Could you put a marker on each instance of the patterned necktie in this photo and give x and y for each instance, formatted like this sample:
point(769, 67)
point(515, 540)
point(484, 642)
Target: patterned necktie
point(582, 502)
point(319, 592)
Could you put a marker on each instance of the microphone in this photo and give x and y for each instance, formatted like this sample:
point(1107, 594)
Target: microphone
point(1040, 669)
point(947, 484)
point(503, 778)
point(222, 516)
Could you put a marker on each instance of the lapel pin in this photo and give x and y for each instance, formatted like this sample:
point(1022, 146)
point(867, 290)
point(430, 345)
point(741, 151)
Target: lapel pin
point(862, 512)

▶ _Tugas yang Diberikan_
Tuliskan ulang baris-baris ini tanpa perubahan apa pun untuk seluruh item.

▶ _Jawaban Tertulis_
Could you put a marker on each instance of the patterned necktie in this photo and give x and y for each instance, formatted like this sample:
point(769, 67)
point(515, 540)
point(484, 642)
Target: patterned necktie
point(582, 502)
point(319, 592)
Could you put a marker on each instance of the microphone in this photo and give x and y for each instance, formatted like this sample:
point(1107, 594)
Target: microphone
point(1040, 669)
point(947, 484)
point(503, 778)
point(222, 516)
Could you put a marker on each instance of the lapel pin in this photo and give x and y for each instance, formatted like this sample:
point(1022, 146)
point(867, 290)
point(430, 345)
point(741, 151)
Target: lapel pin
point(862, 512)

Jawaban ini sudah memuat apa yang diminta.